§ Job
Return every line of the material below without a single change, keeping the original order.

§ Extracted information

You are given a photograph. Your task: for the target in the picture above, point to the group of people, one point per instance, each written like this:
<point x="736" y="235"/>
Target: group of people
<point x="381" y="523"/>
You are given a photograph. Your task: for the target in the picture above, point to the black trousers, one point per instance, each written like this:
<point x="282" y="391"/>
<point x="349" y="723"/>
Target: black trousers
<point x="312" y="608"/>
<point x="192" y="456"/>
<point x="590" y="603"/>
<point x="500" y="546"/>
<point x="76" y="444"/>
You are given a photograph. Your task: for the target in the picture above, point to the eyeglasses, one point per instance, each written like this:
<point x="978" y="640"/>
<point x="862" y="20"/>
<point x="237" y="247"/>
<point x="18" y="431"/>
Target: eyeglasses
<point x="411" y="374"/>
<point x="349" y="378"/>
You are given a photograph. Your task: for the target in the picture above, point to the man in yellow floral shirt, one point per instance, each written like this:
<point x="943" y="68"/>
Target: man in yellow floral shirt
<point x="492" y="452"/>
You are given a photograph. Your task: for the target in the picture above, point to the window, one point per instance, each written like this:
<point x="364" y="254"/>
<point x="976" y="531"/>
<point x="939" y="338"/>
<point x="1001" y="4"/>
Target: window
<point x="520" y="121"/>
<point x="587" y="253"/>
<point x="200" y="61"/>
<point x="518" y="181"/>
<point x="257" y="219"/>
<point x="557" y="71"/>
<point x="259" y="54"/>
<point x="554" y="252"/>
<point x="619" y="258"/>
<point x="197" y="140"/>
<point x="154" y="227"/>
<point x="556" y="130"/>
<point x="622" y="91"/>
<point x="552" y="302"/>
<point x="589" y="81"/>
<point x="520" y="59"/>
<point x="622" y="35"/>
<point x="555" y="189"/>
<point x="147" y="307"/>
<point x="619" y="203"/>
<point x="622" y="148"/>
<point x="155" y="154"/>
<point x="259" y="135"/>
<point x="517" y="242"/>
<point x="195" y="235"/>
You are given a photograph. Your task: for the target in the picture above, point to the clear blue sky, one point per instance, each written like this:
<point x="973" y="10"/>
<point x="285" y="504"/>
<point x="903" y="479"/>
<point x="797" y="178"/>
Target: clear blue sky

§ Task result
You are given a photograph. Your task: for the target in the picture above, point to the group of people, one point per instance, each written like this:
<point x="736" y="235"/>
Target: group of people
<point x="381" y="523"/>
You are given a photograph. Your task: for the target in the picture above, point to the black trousers, one point per instance, each written like this:
<point x="282" y="391"/>
<point x="349" y="723"/>
Target: black trousers
<point x="312" y="608"/>
<point x="192" y="456"/>
<point x="590" y="603"/>
<point x="500" y="546"/>
<point x="76" y="444"/>
You are given a photograph. Your task: for the target in the picture above, point to the eyeglasses, one point per instance, each written like this:
<point x="978" y="640"/>
<point x="862" y="20"/>
<point x="237" y="247"/>
<point x="18" y="431"/>
Target: eyeglasses
<point x="411" y="374"/>
<point x="349" y="378"/>
You are given a photograph. Your task: for the target in the picture above, point to the man in yellow floral shirt, one point per instance, each written like this:
<point x="943" y="68"/>
Target: man in yellow floral shirt
<point x="492" y="452"/>
You are given a photograph. Your task: for the target in the picture above, point to the window, one point per instance, each written like this:
<point x="364" y="254"/>
<point x="976" y="531"/>
<point x="939" y="338"/>
<point x="1001" y="4"/>
Target: window
<point x="520" y="121"/>
<point x="587" y="253"/>
<point x="200" y="61"/>
<point x="518" y="181"/>
<point x="257" y="219"/>
<point x="557" y="71"/>
<point x="259" y="54"/>
<point x="554" y="252"/>
<point x="619" y="258"/>
<point x="197" y="140"/>
<point x="154" y="227"/>
<point x="556" y="130"/>
<point x="622" y="91"/>
<point x="552" y="302"/>
<point x="589" y="81"/>
<point x="520" y="59"/>
<point x="622" y="35"/>
<point x="555" y="189"/>
<point x="147" y="307"/>
<point x="619" y="203"/>
<point x="622" y="148"/>
<point x="155" y="154"/>
<point x="259" y="135"/>
<point x="517" y="242"/>
<point x="195" y="235"/>
You are given a photograph. Your task: for the target in the picture above, point to the clear blue sky, one point per instance, each written like this:
<point x="973" y="10"/>
<point x="285" y="504"/>
<point x="903" y="479"/>
<point x="797" y="178"/>
Target: clear blue sky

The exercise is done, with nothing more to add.